> **AUFGABENSTELLUNG**
Gib den Abschnitt aus dem Auszug über die Mosbacher Sande wörtlich wieder, beginnend bei „In das damalige“ und endend bei „mehr möglich ist.“.

> **AUSZUG**
Die Naturhistorische Landessammlung beherbergt eine große Fossilien-Sammlung aus den sogenannten Mosbacher Sanden. Dabei handelt es sich um Zeugnisse aus dem Alt- und Mittelpleistozän. Die ältesten Funde sind mehr als 890.000 Jahre alt, die meisten Funde sind nur wenige 100.000 Jahre jünger. Der Name Mosbach stammt von einem heute nach Biebrich und 1929 dann nach Wiesbaden eingemeindeten Dorf (zwischen Stadtmitte und Biebrich). Dort wurden in zahlreichen Gruben Sande, Kiese und Kalke abgebaut (Gruben entlang der Biebricher Allee, Adolfshöhe). Später haben sich die Abbauflächen erweitert und nach Südosten verlagert, wo heute noch die Firma Dyckerhoff aus den miozänen Hydrobienschichten im Steinbruch Kastell den Portlandzement gewinnt. Heute wird der Begriff Mosbacher Sande für einen weit verbreiteten Fundhorizont verwendet (heutige Gruben u.a.: Kastel, Hessler, Am Hesslerkopf, Biebrich-Ost, Am Hambusch, Salzbachtal).
In das damalige Museum gelangten ab Mitte des 19. Jahrhunderts zahlreiche Fundstücke, die von Arbeitern und Interessierten geborgen werden konnten. Eine systematische Aufsammlung erfolgte damals noch nicht. Die erste Sammlung wurde dann von August Römer aufgebaut, dessen Sammlung dann dem Museum verkauft wurde. Sehr schnell wurden diese Zeugnisse einer vorzeitlichen Tierwelt über die Landesgrenzen hinaus bekannt. Leider sind die Funde aber nur selten stratifiziert gesammelt worden, so daß die Zuordnung zu einem bestimmten Fundhorizont oft nicht mehr möglich ist.

> **MATERIAL**
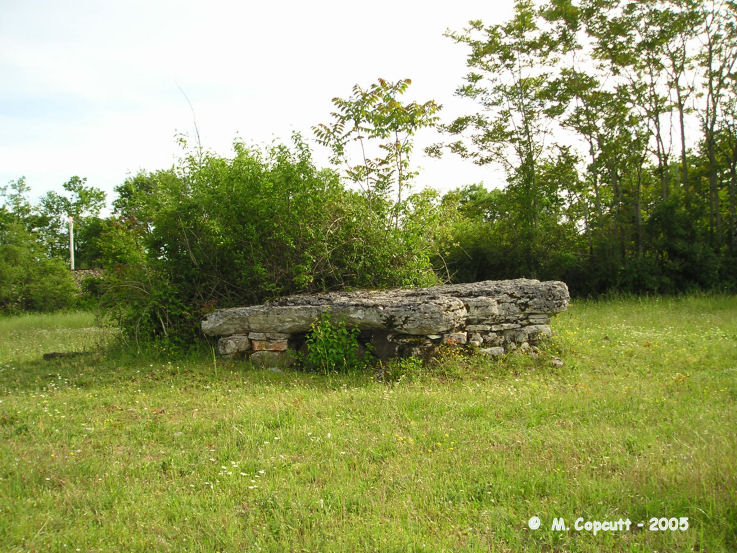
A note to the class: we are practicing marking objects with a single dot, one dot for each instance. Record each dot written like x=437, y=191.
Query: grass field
x=113, y=452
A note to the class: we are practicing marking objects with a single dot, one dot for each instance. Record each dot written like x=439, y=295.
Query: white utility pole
x=71, y=242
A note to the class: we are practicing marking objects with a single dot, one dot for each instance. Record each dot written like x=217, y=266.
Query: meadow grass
x=117, y=452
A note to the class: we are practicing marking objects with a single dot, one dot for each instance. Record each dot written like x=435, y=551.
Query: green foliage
x=219, y=232
x=374, y=117
x=29, y=280
x=332, y=347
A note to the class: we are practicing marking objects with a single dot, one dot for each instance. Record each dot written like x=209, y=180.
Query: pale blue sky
x=89, y=88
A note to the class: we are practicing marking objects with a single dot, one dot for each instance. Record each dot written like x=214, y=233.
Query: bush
x=29, y=280
x=332, y=347
x=220, y=232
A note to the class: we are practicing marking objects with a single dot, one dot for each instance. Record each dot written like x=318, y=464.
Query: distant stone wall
x=495, y=316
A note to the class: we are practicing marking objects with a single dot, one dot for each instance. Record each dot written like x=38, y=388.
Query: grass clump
x=140, y=453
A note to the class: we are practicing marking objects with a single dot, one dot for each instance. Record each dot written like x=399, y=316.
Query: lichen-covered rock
x=497, y=315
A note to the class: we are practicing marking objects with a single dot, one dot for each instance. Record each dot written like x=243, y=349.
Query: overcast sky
x=91, y=88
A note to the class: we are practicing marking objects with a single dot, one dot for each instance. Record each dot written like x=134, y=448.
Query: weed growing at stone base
x=332, y=347
x=134, y=453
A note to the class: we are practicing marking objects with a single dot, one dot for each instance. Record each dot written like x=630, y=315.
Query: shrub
x=29, y=280
x=218, y=232
x=332, y=347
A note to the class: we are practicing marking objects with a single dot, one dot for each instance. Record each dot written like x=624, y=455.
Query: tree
x=375, y=117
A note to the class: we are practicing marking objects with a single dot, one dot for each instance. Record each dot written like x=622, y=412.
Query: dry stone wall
x=495, y=316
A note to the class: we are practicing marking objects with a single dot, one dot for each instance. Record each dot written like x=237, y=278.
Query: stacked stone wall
x=495, y=316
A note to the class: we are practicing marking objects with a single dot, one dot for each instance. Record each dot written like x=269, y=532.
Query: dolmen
x=494, y=316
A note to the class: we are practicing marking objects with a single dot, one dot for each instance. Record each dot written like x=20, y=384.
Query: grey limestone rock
x=496, y=313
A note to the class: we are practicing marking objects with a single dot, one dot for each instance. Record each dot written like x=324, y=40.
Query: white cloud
x=91, y=87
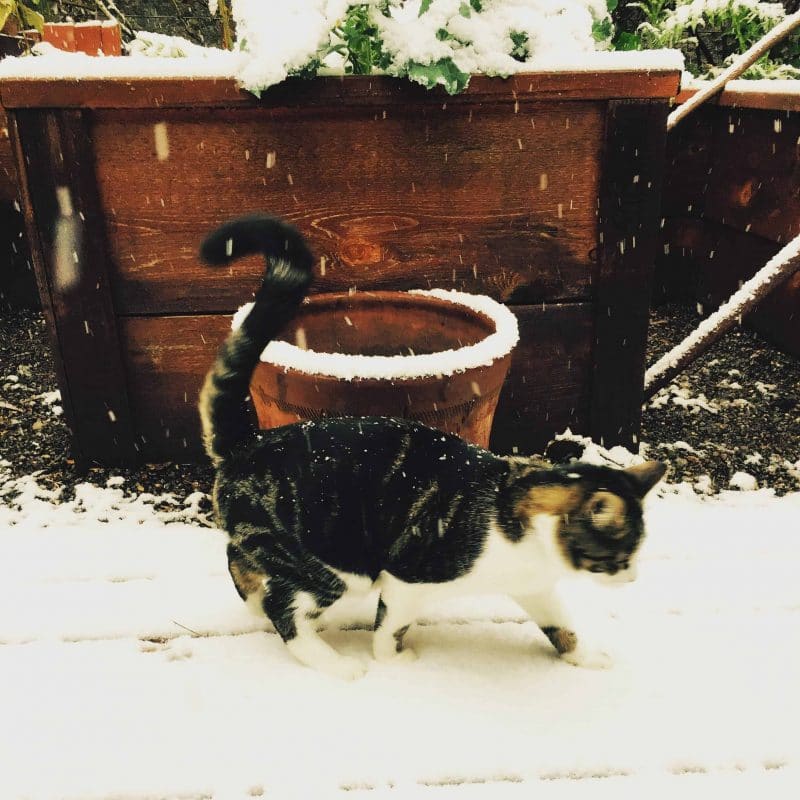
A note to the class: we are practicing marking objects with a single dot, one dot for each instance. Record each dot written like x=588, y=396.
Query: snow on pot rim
x=349, y=367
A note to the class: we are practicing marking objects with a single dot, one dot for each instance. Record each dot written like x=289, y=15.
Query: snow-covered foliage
x=132, y=669
x=432, y=42
x=726, y=26
x=429, y=41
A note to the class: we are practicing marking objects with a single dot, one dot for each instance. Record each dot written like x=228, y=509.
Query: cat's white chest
x=524, y=567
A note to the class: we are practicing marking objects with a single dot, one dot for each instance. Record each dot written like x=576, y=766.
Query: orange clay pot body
x=385, y=324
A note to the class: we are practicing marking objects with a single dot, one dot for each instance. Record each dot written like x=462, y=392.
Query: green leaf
x=602, y=29
x=627, y=41
x=443, y=72
x=6, y=7
x=31, y=17
x=521, y=50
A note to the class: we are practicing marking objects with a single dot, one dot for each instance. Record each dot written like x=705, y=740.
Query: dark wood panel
x=721, y=259
x=548, y=385
x=739, y=96
x=483, y=199
x=755, y=185
x=57, y=150
x=176, y=92
x=17, y=282
x=545, y=392
x=630, y=198
x=688, y=160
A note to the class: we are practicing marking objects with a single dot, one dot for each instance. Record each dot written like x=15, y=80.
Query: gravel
x=737, y=410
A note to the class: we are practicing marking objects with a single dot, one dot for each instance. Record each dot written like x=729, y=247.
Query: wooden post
x=58, y=182
x=629, y=208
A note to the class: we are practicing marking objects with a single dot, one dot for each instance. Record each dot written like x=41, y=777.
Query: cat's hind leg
x=398, y=605
x=294, y=614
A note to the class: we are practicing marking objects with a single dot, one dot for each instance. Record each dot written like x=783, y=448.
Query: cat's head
x=598, y=514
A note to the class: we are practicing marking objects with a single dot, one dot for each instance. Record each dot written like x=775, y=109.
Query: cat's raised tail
x=223, y=411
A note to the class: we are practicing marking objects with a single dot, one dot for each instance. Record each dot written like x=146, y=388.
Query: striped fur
x=223, y=411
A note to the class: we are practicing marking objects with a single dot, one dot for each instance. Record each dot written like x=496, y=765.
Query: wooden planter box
x=732, y=200
x=542, y=191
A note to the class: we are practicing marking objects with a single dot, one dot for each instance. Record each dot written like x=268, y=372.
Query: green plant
x=25, y=15
x=711, y=34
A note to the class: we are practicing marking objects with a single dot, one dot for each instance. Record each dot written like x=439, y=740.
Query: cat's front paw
x=588, y=659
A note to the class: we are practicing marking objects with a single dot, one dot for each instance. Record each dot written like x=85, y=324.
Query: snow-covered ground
x=129, y=668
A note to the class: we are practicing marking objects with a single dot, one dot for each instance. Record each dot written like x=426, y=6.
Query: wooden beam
x=60, y=179
x=135, y=92
x=629, y=213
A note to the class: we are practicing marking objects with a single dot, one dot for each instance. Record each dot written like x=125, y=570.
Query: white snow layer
x=447, y=362
x=276, y=38
x=734, y=305
x=131, y=669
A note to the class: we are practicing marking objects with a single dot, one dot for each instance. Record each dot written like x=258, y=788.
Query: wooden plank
x=56, y=152
x=482, y=199
x=756, y=173
x=688, y=165
x=548, y=385
x=17, y=282
x=136, y=92
x=737, y=95
x=722, y=259
x=629, y=229
x=546, y=390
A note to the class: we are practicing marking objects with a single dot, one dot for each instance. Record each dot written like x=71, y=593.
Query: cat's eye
x=607, y=511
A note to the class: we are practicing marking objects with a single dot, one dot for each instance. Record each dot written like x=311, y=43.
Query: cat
x=343, y=506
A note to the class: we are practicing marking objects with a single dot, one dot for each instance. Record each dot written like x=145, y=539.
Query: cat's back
x=381, y=445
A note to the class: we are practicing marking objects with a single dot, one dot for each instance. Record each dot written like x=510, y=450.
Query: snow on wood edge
x=58, y=65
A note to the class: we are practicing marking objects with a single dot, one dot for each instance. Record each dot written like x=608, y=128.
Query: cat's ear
x=646, y=476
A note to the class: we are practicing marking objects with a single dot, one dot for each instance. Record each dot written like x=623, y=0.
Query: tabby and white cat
x=318, y=510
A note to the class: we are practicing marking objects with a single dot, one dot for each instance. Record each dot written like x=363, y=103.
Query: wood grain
x=353, y=89
x=756, y=173
x=717, y=259
x=58, y=155
x=483, y=200
x=629, y=212
x=733, y=97
x=546, y=390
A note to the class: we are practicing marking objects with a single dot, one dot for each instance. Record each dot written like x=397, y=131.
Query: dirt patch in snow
x=737, y=409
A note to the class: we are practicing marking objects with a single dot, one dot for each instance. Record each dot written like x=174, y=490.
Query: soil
x=737, y=409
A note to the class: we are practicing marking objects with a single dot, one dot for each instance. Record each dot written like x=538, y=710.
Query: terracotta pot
x=385, y=324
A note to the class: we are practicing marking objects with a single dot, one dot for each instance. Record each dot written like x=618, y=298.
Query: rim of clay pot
x=344, y=366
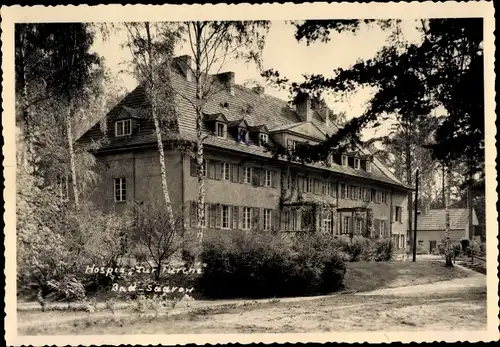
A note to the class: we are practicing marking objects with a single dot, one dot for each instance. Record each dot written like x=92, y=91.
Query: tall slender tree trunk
x=200, y=205
x=69, y=135
x=409, y=182
x=154, y=112
x=447, y=231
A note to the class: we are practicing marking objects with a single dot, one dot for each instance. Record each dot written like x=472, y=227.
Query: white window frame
x=121, y=190
x=121, y=125
x=381, y=225
x=247, y=174
x=346, y=225
x=245, y=140
x=226, y=171
x=327, y=221
x=357, y=163
x=205, y=168
x=402, y=241
x=344, y=160
x=268, y=178
x=247, y=218
x=263, y=138
x=267, y=219
x=227, y=210
x=220, y=126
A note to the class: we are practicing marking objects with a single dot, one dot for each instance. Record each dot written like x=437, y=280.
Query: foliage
x=156, y=238
x=263, y=265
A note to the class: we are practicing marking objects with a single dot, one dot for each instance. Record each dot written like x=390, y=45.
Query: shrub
x=384, y=249
x=255, y=264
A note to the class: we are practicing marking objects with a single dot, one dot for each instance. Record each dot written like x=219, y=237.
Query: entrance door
x=432, y=245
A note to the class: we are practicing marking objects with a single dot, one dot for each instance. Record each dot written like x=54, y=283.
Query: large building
x=431, y=226
x=245, y=186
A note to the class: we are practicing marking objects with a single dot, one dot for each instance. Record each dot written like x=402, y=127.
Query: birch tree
x=213, y=44
x=151, y=46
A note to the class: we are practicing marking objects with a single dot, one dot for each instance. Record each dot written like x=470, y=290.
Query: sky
x=291, y=58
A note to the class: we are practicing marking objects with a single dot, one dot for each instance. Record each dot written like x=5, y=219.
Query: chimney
x=227, y=79
x=259, y=89
x=303, y=107
x=185, y=64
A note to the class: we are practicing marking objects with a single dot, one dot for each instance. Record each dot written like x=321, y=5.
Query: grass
x=368, y=276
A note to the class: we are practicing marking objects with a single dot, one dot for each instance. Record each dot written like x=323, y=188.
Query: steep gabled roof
x=435, y=219
x=232, y=106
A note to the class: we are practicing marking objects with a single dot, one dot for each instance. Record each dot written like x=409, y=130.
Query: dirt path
x=457, y=285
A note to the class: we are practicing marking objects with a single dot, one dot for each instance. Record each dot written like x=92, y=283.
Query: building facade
x=246, y=187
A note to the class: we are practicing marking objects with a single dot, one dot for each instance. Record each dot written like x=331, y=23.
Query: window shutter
x=218, y=209
x=211, y=214
x=192, y=214
x=192, y=169
x=235, y=218
x=234, y=173
x=256, y=219
x=211, y=169
x=262, y=178
x=275, y=219
x=275, y=177
x=241, y=172
x=255, y=177
x=218, y=170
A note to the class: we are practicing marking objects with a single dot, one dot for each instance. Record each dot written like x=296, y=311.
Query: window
x=123, y=127
x=327, y=221
x=220, y=130
x=225, y=217
x=346, y=225
x=243, y=135
x=382, y=228
x=344, y=160
x=286, y=220
x=120, y=189
x=398, y=214
x=268, y=179
x=368, y=166
x=309, y=185
x=204, y=168
x=402, y=241
x=247, y=174
x=385, y=196
x=263, y=138
x=247, y=218
x=226, y=171
x=267, y=219
x=357, y=163
x=359, y=226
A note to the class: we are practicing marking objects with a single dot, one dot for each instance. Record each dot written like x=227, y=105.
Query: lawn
x=367, y=276
x=465, y=309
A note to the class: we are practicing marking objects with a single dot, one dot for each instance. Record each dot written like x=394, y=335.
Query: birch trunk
x=69, y=135
x=200, y=206
x=154, y=112
x=409, y=182
x=447, y=231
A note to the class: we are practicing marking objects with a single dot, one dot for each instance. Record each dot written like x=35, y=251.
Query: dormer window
x=243, y=135
x=220, y=130
x=123, y=127
x=368, y=166
x=345, y=160
x=357, y=163
x=263, y=139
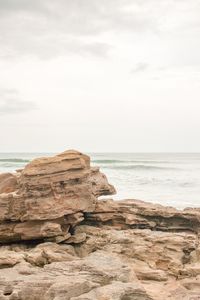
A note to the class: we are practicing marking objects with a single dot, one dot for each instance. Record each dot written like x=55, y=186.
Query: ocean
x=166, y=178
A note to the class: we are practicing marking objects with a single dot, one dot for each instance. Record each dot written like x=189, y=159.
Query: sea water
x=166, y=178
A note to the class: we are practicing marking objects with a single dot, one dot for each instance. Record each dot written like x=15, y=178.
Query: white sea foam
x=166, y=178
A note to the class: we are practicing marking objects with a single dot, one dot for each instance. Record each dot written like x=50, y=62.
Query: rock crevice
x=59, y=242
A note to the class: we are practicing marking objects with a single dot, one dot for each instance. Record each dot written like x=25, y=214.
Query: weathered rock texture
x=58, y=242
x=49, y=197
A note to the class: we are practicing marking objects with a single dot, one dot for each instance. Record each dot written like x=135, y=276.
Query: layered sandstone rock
x=49, y=197
x=58, y=242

> **SCHRIFTLICHE ANTWORT**
In das damalige Museum gelangten ab Mitte des 19. Jahrhunderts zahlreiche Fundstücke, die von Arbeitern und Interessierten geborgen werden konnten. Eine systematische Aufsammlung erfolgte damals noch nicht. Die erste Sammlung wurde dann von August Römer aufgebaut, dessen Sammlung dann dem Museum verkauft wurde. Sehr schnell wurden diese Zeugnisse einer vorzeitlichen Tierwelt über die Landesgrenzen hinaus bekannt. Leider sind die Funde aber nur selten stratifiziert gesammelt worden, so daß die Zuordnung zu einem bestimmten Fundhorizont oft nicht mehr möglich ist.